Document extract:

────────────────

The quiet preset allows 1 concurrent call and 10 requests per minute. This is the safest starting point.

3. Make a governed call with withLease

withLease is the recommended way to use ThrottleAI. It handles acquire and release automatically, including on errors.

import { createGovernor, withLease, presets } from "@mcptoolshop/throttleai";

const gov = createGovernor(presets.quiet());

// Simulate an AI call
async function callMyModel(prompt: string): Promise<string> {
  // Replace this with your actual AI SDK call
  return `Response to: ${prompt}`;
}

const result = await withLease(
  gov,
  { actorId: "my-app", action: "chat" },
  async () => await callMyModel("Hello, world!"),
);

if (result.granted) {
  console.log("Got a response:", result.result);
} else {
  console.log("Throttled! Retry in", result.decision.retryAfterMs, "ms");
  console.log("Reason:", result.decision.reason);
}

What happens here:

withLease calls gov.acquire() to request a lease.
If granted, it runs your function and then calls gov.release() automatically.
If denied, it returns the denial with a reason and retry recommendation.
If your function throws an error, the lease is still released (with outcome "error").

4. Add observability

To see what the governor is doing, add an event handler:

import { createGovernor, formatEvent, presets } from "@mcptoolshop/throttleai";

const gov = createGovernor({
  ...presets.quiet(),
  onEvent: (e) => console.log(formatEvent(e)),
});

You will see output like:

[acquire] actor=my-app action=chat leaseId=abc123
[release] leaseId=abc123 outcome=success

If a call is denied, you will see:

[deny] actor=my-app action=chat reason=concurrency retryAfterMs=500

5. Check governor state

At any time, you can inspect the governor:

import { formatSnapshot } from "@mcptoolshop/throttleai";

console.log(formatSnapshot(gov.snapshot()));
// concurrency=0/1 rate=3/10 leases=0

6. Clean up on shutdown

The governor runs a background interval to expire stale leases. Call dispose() when your app shuts down to stop it:

process.on("SIGINT", () => {
  gov.dispose();
  process.exit(0);
});

Common mistakes

Forgetting to release leases

If you use gov.acquire() directly (instead of withLease), you must always release the lease, even when an error occurs:

const decision = gov.acquire({ actorId: "my-app", action: "chat" });
if (!decision.granted) return;

try {
  const result = await callMyModel();
  gov.release(decision.leaseId, { outcome: "success" });
} catch (err) {
  gov.release(decision.leaseId, { outcome: "error" });
  throw err;
}

If you forget the catch branch, leaked leases consume concurrency slots until they expire. Use withLease to avoid this entirely.

────────────────

Referring expression data
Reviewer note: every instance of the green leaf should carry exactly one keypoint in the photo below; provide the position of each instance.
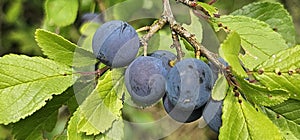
(62, 50)
(240, 120)
(195, 27)
(230, 50)
(220, 88)
(282, 70)
(102, 107)
(126, 10)
(43, 120)
(258, 39)
(187, 45)
(61, 12)
(261, 95)
(115, 132)
(73, 130)
(26, 83)
(286, 117)
(211, 10)
(273, 14)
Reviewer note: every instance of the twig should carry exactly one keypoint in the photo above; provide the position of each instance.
(197, 7)
(177, 46)
(153, 29)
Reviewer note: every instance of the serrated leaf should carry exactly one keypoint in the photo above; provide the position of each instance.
(281, 71)
(281, 22)
(286, 117)
(195, 27)
(73, 130)
(211, 10)
(261, 95)
(230, 50)
(26, 83)
(62, 50)
(220, 88)
(61, 12)
(116, 132)
(240, 120)
(41, 121)
(258, 39)
(102, 107)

────────────────

What to work on: Pick up the ThrottleAI setup guide after its last sentence and write what comes next.

Written response:
Setting maxInFlight too low

With maxInFlight: 1 (the quiet preset), only one call runs at a time. This is safe but slow. Once you are comfortable, increase it:

createGovernor({
  concurrency: { maxInFlight: 5 },
});

Not calling dispose

If you do not call gov.dispose(), the reaper interval keeps your Node.js process alive after your work is done. This is especially noticeable in scripts and tests.

FAQ

Q: Does ThrottleAI make network calls?

No. ThrottleAI is a pure in-memory library. It does not call any APIs, send telemetry, or access the filesystem. It only tracks state in JavaScript objects.

Q: Can I use ThrottleAI with any AI provider?

Yes. ThrottleAI is provider-agnostic. It governs when calls happen, not how they are made. Use it with OpenAI, Anthropic, Google, Ollama, vLLM, or any HTTP API. The built-in adapters handle OpenAI and fetch patterns automatically, but the core acquire/release API works with anything.

Q: What happens when a lease expires?

The governor fires an expire event and frees the concurrency slot. The in-flight operation continues running — the governor just stops tracking it. Frequent expirations indicate that leaseTtlMs is too short for your workload.

Q: Do I need a separate governor per API?

Not necessarily. One governor can manage all your AI calls. If you call multiple APIs with different rate limits, you may want separate governors — one per API.

Q: What is the difference between withLease and raw acquire/release?

withLease wraps acquire and release with automatic error handling. It is the recommended approach for most use cases. Use raw acquire/release only when you need fine-grained control, such as holding a lease across multiple async steps or streaming responses.